Travail à faire:
(A) Dans l'entretien sur Saatchi France, énumérez les marques qui ont disparu lorsque l'agence a décidé de ne conserver que Saatchi & Saatchi.
(B) Reproduisez à l'identique le passage de l'entretien sur Saatchi France commençant par « Ch.L. Nous avons » et se terminant par « cela change ? ».
(C) Poursuivez l'entretien sur Saatchi France à partir du point où il s'interrompt.

Texte fourni:
---*---
Au-delà du cas Bouygues Telecom/Free, diriez-vous que la question des conflits de clients est devenue plus sensible, que les positions se sont durcies ?

Ch.L. Oui. La vigilance des annonceurs sur le sujet s'est accrue. C'est évidemment le fait d'une concurrence de plus en plus acharnée sur les marchés. Cependant, la question de l'exclusivité me paraît archaïque. Nous devrions pouvoir gérer des marques concurrentes, en respectant les règles de confidentialité requises, comme le font par exemple les agences de conseil et d'achat d'espace publicitaire ou les avocats d'affaires. Nous connaissons bien ces sujets maintenant. Avec Procter & Gamble, par exemple, un de nos principaux clients, nous respectons des règles strictes : bureaux et équipes propres, intranets propriétaires, etc.

 

Vous êtes arrivé à la présidence de Saatchi France en décembre 2006 et vous avez transformé l'agence autour de la problématique de l'intégration. Quel bilan en tirez-vous ?

Ch.L. Nous avons décidé d'une part de ne conserver qu'une seule marque : Saatchi & Saatchi. Les autres marques – Saatchi interactive, X, corporate, advertising – ont disparu. D'autre part, nous avons fait le choix d'un compte d'exploitation unique. Sans cela, l'intégration n'est qu'un concept. Enfin, nous avons substitué aux «P & L» [les comptes de résultat] par métier des «P & L» par client. Cela permet des arbitrages ambitieux et courageux pour nos clients, comme lorsque nous avons lancé l'IQ de Toyota avec un dispositif 100% digital.

 

L'intégration n'est parfois qu'un mot. Concrètement, qu'est-ce que cela change ?
---*---
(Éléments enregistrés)
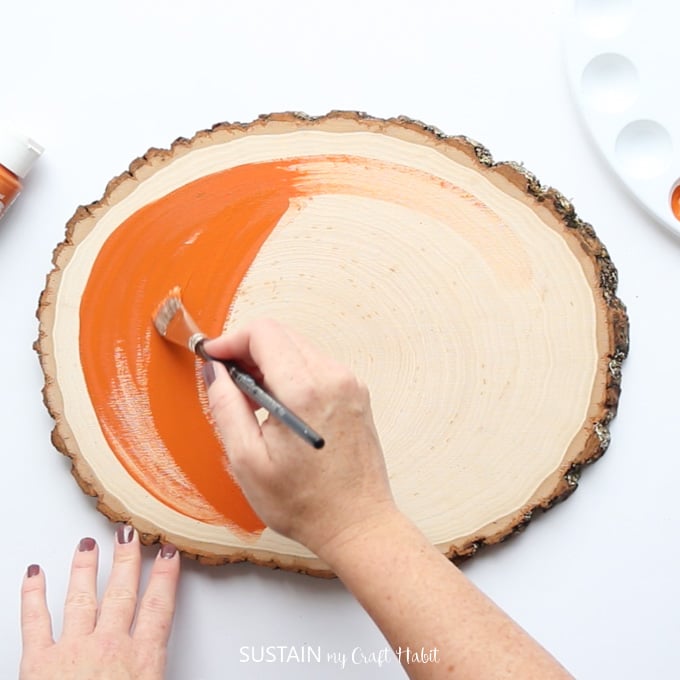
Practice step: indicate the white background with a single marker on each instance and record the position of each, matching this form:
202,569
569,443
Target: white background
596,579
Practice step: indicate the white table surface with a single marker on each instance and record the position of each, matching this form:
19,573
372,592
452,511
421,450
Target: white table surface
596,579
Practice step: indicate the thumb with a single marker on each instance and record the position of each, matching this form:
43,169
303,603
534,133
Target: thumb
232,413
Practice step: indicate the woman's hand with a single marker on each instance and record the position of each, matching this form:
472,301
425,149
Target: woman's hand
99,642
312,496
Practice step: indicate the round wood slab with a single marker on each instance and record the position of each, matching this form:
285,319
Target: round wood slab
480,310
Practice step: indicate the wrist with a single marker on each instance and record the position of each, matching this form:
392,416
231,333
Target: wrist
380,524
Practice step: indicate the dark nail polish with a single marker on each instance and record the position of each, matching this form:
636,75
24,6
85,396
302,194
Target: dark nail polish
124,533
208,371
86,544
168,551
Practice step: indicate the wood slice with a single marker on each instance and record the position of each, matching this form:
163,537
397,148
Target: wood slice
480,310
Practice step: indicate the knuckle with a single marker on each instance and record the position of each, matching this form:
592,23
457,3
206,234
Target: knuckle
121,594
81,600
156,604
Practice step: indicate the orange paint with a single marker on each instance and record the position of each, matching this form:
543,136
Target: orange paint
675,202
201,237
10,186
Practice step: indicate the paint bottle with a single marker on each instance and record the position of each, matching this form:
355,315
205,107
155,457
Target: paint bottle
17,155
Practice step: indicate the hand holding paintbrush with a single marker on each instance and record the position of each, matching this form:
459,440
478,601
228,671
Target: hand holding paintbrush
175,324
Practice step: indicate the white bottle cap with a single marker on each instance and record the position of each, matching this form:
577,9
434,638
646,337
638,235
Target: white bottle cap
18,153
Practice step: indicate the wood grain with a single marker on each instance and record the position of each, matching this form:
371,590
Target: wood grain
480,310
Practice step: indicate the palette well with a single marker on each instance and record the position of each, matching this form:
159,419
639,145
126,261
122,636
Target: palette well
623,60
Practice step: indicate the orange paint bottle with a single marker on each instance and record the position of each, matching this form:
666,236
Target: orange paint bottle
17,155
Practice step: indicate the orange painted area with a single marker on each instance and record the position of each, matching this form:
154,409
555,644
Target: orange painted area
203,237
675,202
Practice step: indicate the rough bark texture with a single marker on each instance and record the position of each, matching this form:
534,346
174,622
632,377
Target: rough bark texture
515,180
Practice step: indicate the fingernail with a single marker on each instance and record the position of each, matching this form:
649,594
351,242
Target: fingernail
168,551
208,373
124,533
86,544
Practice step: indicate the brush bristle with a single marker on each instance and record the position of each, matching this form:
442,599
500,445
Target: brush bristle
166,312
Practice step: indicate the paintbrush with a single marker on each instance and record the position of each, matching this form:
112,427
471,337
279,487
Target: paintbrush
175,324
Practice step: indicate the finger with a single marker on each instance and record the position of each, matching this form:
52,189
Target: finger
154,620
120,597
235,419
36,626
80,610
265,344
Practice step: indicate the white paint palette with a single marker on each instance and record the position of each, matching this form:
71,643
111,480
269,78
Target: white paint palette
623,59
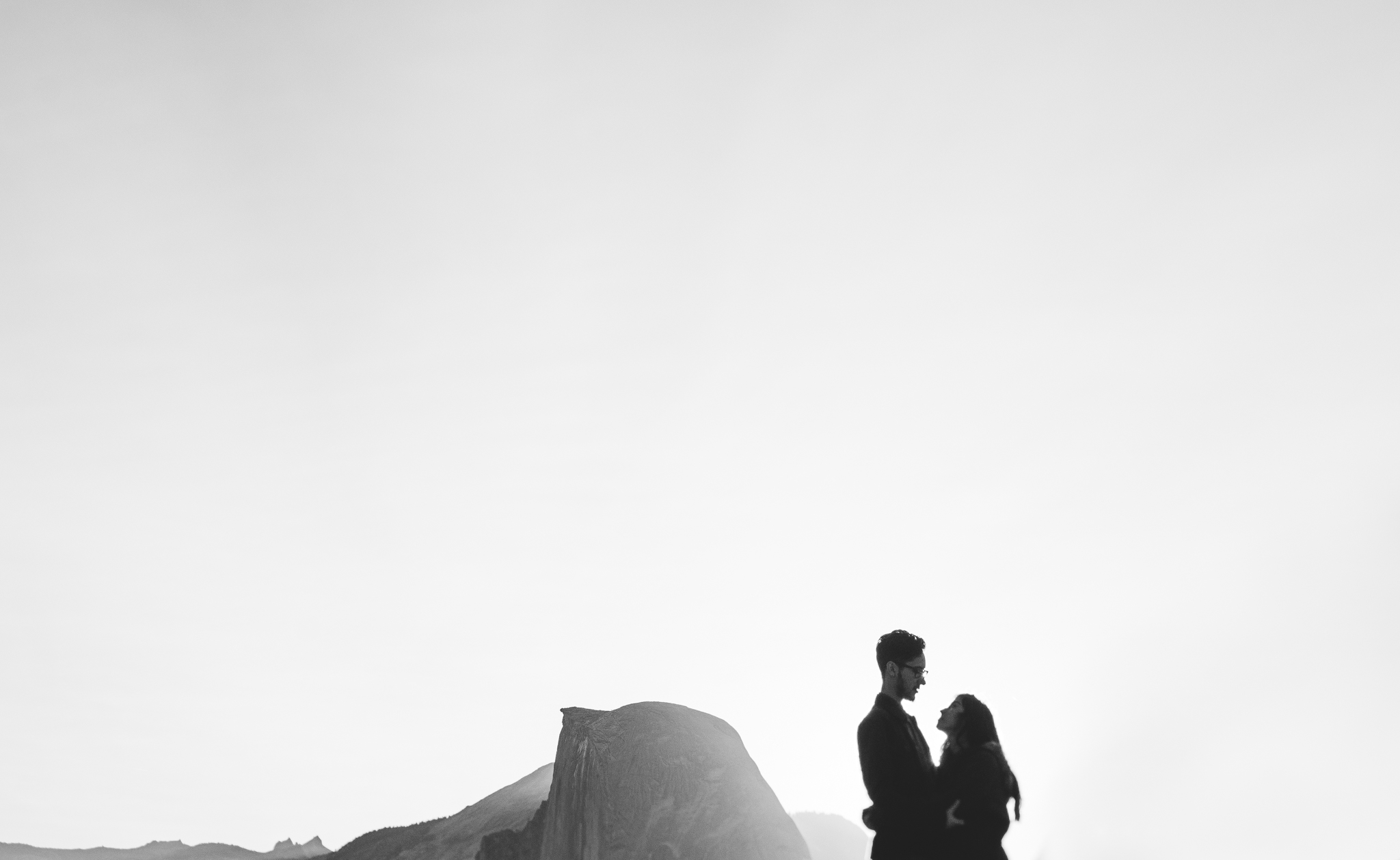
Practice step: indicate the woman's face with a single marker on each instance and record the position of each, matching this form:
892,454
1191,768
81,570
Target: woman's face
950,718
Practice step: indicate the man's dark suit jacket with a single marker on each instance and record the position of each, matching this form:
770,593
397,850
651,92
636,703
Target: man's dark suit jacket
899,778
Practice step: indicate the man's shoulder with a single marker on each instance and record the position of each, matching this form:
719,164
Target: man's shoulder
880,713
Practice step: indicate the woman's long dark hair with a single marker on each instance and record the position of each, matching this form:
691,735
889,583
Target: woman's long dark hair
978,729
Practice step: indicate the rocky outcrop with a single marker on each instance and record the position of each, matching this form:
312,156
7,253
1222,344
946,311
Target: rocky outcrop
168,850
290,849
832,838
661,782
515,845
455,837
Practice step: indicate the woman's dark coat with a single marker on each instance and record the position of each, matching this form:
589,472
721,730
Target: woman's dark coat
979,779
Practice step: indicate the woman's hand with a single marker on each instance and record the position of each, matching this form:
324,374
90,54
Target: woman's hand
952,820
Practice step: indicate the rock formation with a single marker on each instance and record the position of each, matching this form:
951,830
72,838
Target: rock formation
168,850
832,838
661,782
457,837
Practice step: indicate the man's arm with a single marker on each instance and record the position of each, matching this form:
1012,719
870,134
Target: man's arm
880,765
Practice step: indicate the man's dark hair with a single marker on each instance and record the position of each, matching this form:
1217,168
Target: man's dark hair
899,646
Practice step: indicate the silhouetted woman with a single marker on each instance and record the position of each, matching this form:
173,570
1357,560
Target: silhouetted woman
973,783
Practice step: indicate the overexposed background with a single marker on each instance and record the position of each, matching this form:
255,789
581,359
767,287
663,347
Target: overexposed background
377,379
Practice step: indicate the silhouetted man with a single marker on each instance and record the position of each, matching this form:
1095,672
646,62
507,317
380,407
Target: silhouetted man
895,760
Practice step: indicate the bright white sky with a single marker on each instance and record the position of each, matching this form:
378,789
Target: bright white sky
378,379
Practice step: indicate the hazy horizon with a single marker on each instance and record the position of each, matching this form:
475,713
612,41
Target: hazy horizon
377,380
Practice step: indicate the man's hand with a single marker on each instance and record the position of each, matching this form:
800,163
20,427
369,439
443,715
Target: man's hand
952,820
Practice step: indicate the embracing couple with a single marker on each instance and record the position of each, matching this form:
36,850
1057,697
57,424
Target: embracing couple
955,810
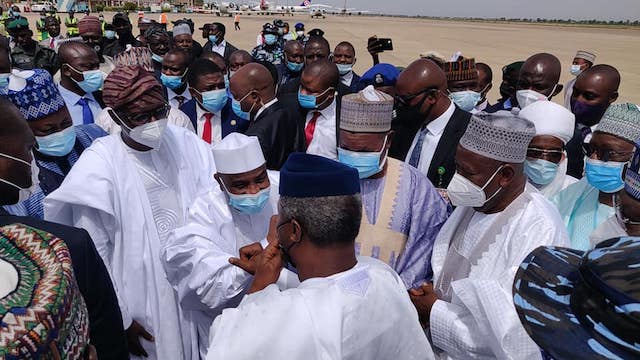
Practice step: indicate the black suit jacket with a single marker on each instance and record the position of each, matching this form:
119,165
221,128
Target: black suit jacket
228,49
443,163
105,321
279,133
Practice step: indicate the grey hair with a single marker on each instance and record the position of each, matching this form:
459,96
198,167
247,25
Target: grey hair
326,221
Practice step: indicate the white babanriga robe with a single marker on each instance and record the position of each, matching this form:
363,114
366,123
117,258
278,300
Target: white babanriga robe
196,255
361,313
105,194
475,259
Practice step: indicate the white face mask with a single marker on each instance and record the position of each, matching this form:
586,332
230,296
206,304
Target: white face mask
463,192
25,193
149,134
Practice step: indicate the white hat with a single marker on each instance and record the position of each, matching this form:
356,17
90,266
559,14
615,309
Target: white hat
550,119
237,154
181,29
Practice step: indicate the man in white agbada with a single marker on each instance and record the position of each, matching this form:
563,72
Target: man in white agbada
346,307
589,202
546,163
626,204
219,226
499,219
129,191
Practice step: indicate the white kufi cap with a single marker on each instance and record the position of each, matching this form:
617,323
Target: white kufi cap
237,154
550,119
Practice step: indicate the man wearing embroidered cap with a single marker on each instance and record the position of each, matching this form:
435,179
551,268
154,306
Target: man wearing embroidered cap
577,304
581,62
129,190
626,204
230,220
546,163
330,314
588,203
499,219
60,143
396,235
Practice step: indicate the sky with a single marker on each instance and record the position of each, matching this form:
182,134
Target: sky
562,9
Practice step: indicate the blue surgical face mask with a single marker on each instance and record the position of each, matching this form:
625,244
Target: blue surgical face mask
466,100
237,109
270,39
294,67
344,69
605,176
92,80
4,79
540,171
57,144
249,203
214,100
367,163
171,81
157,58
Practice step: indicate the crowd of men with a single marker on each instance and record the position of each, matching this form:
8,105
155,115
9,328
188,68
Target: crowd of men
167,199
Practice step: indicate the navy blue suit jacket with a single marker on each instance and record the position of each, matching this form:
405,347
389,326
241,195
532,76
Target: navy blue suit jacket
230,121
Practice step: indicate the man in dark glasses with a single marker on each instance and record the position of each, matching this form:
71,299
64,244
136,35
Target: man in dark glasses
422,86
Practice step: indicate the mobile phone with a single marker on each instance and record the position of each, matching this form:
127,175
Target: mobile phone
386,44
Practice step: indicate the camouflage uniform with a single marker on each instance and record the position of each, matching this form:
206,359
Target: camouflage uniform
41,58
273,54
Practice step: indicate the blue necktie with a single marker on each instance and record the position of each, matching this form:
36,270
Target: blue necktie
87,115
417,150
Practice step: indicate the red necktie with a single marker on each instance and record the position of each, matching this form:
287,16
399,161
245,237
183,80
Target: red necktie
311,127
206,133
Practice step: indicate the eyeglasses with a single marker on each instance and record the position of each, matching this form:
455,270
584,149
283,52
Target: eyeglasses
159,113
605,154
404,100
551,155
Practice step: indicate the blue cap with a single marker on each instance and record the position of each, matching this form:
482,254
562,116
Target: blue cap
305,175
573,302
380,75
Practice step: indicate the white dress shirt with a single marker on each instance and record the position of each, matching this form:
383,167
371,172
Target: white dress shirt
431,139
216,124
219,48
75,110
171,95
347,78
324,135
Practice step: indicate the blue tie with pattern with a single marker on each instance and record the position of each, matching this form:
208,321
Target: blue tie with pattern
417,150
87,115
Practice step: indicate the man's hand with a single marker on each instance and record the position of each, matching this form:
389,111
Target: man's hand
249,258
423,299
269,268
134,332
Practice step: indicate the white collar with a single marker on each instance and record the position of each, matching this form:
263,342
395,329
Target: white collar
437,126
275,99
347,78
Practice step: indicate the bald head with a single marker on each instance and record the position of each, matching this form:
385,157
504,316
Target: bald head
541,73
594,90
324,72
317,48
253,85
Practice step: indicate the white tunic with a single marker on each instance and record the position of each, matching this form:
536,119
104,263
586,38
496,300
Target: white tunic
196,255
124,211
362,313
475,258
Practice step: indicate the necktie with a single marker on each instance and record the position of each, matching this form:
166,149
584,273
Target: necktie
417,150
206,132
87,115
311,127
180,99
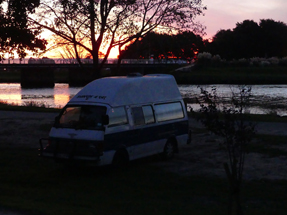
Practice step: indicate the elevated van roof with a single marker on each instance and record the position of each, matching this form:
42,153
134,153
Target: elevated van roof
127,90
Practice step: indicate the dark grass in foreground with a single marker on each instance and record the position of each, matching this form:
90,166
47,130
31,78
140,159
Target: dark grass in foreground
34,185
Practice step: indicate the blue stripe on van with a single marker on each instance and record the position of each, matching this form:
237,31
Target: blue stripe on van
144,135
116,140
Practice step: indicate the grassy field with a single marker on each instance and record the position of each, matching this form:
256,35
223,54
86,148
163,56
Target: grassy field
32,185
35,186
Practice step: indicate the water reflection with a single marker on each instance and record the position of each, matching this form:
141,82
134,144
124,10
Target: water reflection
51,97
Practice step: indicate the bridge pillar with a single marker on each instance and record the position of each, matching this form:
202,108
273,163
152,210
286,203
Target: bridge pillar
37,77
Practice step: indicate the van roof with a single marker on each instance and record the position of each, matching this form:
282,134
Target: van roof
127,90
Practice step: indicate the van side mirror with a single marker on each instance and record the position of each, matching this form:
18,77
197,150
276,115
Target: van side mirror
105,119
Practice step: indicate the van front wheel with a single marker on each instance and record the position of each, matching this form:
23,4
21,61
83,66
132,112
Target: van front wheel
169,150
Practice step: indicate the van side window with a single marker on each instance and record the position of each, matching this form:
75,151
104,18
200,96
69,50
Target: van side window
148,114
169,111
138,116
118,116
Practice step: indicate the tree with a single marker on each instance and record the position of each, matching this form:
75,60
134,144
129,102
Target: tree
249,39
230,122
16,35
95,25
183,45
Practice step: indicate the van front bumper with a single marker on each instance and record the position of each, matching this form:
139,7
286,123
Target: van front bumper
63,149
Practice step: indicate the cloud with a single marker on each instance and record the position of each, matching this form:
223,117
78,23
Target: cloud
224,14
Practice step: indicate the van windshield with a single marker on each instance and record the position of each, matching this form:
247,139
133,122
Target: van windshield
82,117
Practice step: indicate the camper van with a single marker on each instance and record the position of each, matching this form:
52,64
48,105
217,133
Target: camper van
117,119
---*---
Réponses par tâche:
(A) Saatchi interactive, X, corporate, advertising

(B)
Ch.L. Nous avons décidé d'une part de ne conserver qu'une seule marque : Saatchi & Saatchi. Les autres marques – Saatchi interactive, X, corporate, advertising – ont disparu. D'autre part, nous avons fait le choix d'un compte d'exploitation unique. Sans cela, l'intégration n'est qu'un concept. Enfin, nous avons substitué aux «P & L» [les comptes de résultat] par métier des «P & L» par client. Cela permet des arbitrages ambitieux et courageux pour nos clients, comme lorsque nous avons lancé l'IQ de Toyota avec un dispositif 100% digital.

 

L'intégration n'est parfois qu'un mot. Concrètement, qu'est-ce que cela change ?

(C)
Ch.L. Ne présentons plus l'intégration comme un objectif. La suppression des silos produit essentiellement de nouvelles façons de travailler et de nouveaux types de contenus. Nous avons conservé toutes les spécialisations, mais changé la façon de travailler des spécialistes entre eux. En replaçant la stratégie très en amont des «process» pour déployer intelligemment nos idées, avec l'aide d'experts en digital, marketing relationnel, design et point de vente. Demain, avec l'arrivée de Valérie Planchez – dernièrement responsable «Intelligence» chez Havas Media– au poste de directrice des stratégies, c'est la connaissance du consommateur qui va guider nos stratégies. Nous abolissons la dernière frontière entre les contenus que nous produisons et le média. Mais, surtout, l'intégration nous a rendus plus agiles.

 

L'agilité, c'est-à-dire ?

Ch.L. En même temps que nous avons éliminé les silos, nous avons éliminé les ego. L'époque a changé, les marques sont en dialogue permanent avec les consommateurs et nos méthodes sont devenues moins itératives, plus généreuses, plus collectives. Nous mutualisons les talents du réseau Saatchi en créant des communautés digitales, de planneurs et de créatifs que nous mobilisons pour nos clients ou les compétitions. Nous avons imaginé un nouvel écosystème autour de nous, avec des gens comme ceux d'Act Now notamment, l'ancienne ONG américaine spécialisée dans le développement durable et la conduite du changement, qui accompagne nos stratégies pour GDF-Suez ou le groupe Bouygues.

 

En termes de «business», quels résultats l'intégration produit-elle ?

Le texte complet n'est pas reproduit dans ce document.